**EXERCISE DESCRIPTION**. Extend the piece below on haiku groups, starting right after its last sentence.

**ARTICLE**.
== == ==

Haiku has also been popular in Canada for many years. The Haiku Canada group was formed in 1977 by Eric Amann, Betty Drevniok, and George Swede. Like the Yuki Teikei group, it sponsors an annual retreat at which haiku is read and discussed, papers are presented, and friendships solidified. Haiku Canada also publishes a newsletter, currently edited by LeRoy Gorman, that offers poems by members, news, book reviews, and occasional articles. The group also publishes broadsides of its members’ haiku—usually as many as ten or twelve broadsides a year, each focusing on the work of an individual member.
One of several regional groups worthy of note is the Haiku Poets of Northern California, founded in 1989 chiefly by Garry Gay and Jerry Kilbride. From its outset this San Francisco group published an influential quarterly haiku journal called Woodnotes, although it became independent in 1996 and was discontinued nearly two years later, after 31 issues. HPNC now publishes a journal called Mariposa, currently edited by Claire Gallagher and Ebba Story, and also puts out a quarterly newsletter, edited by Carolyne Rohrig, and also publishes member anthologies. The group has held annual contests for haiku, senryu, and tanka poetry since 1990, as well as for a new form of thematic linked poetry called rengay. The group holds quarterly meetings and other events, and also sponsors an annual reading series in conjunction with the publication of a book of haiku by four featured readers. Its members played a key role in starting the Haiku North America conference that now occurs every two years around the continent and in establishing the American Haiku Archives at the California State Library in Sacramento.
Another significant regional group is the Boston Haiku Society. The group has met monthly in Boston since around 1989, publishes a newsletter known as Dasoku through the Kaji Aso Studio, and publishes occasional membership anthologies.
Other regional haiku groups have also been established in Chicago, Colorado, Little Rock (Arkansas), Long Beach (California), New York City, North Carolina, Portland (Oregon), Richmond (Virginia), Rochester (New York), Santa Fe (New Mexico), Seattle, Washington, D.C., Western Massachusetts, and elsewhere. Other groups that it would be remiss of me not to mention, though not in North America, include the British Haiku Society—whose president is currently David Cobb and which has been particularly active in recent years—and haiku societies in Croatia, Germany, Holland, New Zealand, Romania, Serbia, Sweden, Yugoslavia, and other countries.

== == ==

**EXCERPTED RECORDS**.
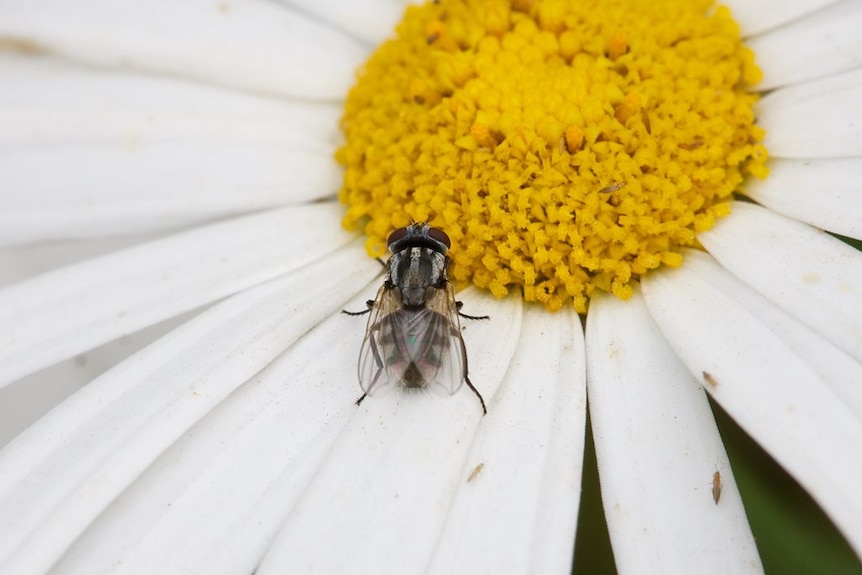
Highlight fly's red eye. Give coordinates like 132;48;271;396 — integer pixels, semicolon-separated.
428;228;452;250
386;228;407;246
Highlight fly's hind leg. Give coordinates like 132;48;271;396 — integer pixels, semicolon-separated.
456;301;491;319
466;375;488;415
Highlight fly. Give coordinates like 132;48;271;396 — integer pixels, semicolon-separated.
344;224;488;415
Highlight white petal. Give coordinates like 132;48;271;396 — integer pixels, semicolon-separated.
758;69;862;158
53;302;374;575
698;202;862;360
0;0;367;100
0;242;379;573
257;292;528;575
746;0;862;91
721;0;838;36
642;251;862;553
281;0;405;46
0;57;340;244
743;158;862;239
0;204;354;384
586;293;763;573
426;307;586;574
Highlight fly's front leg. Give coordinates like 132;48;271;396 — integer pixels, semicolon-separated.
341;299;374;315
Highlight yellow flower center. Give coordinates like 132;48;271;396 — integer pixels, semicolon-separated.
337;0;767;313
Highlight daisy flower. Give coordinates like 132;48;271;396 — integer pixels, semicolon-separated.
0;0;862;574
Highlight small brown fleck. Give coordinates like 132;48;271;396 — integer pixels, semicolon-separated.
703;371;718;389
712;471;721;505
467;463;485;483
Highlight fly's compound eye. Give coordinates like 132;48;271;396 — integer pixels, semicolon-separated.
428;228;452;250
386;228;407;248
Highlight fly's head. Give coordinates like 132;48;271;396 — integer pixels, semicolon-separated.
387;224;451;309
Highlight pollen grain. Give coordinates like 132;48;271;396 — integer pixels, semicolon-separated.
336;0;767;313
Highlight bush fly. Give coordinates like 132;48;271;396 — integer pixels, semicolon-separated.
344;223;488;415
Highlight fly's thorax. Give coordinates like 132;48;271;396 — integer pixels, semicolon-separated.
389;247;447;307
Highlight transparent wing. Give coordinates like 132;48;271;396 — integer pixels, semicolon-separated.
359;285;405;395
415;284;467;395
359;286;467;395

== == ==

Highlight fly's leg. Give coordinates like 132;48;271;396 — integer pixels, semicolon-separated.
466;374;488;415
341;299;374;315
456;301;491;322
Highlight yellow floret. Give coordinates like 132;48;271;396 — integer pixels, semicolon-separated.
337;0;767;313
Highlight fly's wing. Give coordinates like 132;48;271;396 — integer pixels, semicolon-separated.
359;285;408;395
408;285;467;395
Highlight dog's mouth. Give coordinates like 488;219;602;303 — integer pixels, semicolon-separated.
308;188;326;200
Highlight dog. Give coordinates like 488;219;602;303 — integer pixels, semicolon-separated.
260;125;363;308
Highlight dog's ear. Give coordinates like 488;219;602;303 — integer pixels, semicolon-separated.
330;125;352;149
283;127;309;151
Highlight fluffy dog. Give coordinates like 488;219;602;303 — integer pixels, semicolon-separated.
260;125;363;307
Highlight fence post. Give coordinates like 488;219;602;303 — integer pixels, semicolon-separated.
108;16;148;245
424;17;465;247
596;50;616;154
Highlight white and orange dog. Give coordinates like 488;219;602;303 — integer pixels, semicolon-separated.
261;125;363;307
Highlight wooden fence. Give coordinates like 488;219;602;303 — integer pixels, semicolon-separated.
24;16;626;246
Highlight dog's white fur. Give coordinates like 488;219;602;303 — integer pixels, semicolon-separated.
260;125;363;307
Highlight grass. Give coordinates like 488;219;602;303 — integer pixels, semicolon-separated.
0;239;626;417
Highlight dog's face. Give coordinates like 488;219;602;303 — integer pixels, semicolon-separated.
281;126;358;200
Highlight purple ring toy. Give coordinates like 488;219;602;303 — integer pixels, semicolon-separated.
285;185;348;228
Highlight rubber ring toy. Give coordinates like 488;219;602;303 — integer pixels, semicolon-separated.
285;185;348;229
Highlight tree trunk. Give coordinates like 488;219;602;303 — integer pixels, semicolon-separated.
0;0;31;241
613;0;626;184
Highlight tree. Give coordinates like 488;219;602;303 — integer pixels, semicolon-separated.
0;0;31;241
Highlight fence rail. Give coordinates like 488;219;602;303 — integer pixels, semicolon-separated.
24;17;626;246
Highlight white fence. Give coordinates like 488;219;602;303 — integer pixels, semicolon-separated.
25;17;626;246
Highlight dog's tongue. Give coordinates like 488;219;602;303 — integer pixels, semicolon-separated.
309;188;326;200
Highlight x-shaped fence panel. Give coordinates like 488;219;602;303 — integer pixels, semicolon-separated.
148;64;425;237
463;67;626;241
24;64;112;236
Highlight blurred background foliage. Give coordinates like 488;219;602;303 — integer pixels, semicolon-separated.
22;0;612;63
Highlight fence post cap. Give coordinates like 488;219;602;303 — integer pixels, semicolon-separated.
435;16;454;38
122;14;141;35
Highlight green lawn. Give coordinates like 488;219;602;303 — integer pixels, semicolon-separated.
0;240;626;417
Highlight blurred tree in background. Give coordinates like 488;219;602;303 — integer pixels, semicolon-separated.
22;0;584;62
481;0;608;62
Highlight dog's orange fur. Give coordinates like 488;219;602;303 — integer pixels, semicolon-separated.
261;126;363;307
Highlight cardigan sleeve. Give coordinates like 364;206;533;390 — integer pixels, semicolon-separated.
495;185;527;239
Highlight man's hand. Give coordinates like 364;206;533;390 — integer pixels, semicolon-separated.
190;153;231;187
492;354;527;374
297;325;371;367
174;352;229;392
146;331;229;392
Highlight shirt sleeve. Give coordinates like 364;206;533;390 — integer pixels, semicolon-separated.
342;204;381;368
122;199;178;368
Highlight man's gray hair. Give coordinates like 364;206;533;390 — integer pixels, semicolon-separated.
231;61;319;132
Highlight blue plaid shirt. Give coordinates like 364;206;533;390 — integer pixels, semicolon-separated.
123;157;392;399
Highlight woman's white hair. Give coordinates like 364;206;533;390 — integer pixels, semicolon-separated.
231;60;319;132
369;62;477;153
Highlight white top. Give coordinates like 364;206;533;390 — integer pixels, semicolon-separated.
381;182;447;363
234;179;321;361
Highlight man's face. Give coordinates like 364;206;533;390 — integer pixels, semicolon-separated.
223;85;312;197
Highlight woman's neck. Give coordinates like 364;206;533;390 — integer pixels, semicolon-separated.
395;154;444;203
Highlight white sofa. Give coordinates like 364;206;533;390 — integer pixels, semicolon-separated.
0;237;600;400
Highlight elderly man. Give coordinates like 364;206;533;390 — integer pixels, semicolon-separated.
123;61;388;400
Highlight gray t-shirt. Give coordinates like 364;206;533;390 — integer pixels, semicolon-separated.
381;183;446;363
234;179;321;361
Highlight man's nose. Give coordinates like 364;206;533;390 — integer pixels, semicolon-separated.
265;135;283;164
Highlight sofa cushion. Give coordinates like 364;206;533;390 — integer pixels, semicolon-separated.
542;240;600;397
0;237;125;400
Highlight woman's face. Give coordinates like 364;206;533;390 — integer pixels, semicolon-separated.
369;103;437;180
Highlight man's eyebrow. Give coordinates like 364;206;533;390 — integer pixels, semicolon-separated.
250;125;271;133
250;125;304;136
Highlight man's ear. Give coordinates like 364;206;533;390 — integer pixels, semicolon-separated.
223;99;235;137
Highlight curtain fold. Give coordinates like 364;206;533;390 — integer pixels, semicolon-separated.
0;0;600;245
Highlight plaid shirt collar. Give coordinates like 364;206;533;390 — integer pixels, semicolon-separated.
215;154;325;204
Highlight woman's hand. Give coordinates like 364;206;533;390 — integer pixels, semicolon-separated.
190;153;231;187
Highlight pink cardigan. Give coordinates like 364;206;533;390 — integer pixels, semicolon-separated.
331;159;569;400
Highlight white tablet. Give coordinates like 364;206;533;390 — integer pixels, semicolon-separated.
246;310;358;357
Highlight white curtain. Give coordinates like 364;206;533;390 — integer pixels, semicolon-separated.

== == ==

**OUTPUT FOR THIS EXERCISE**.
Books
A typical progression of many poets into haiku is from reading Japanese haiku in translation, then English haiku in anthologies, and then writing their own haiku. Major anthologies have been rare in the last three decades but have probably been more influential than any other factor in promoting haiku in English and connecting those poem who write haiku. Chief—by far— among these major anthologies is Cor van den Heuvel’s landmark The Haiku Anthology, first published by Doubleday in 1974, in a much-expanded second edition by Simon & Schuster in 1986, and in an even larger third edition in hardback in 1999 by W. W. Norton (a paperback version will appear this fall). van den Heuvel has proven himself to be the consummate haiku anthologist, and he maintains high standards while also showing great range by including both experimental and traditional poems. Many is the haiku poet who cites one of Cor’s anthologies for turning him or her on to haiku.
Another significant anthology is Bruce Ross’s Haiku Moment, published by Tuttle in 1993. A less experimental or wide-ranging collection than van den Heuvel’s, Ross’s collection emphasizes a stronger nature content that may appeal more to some readers.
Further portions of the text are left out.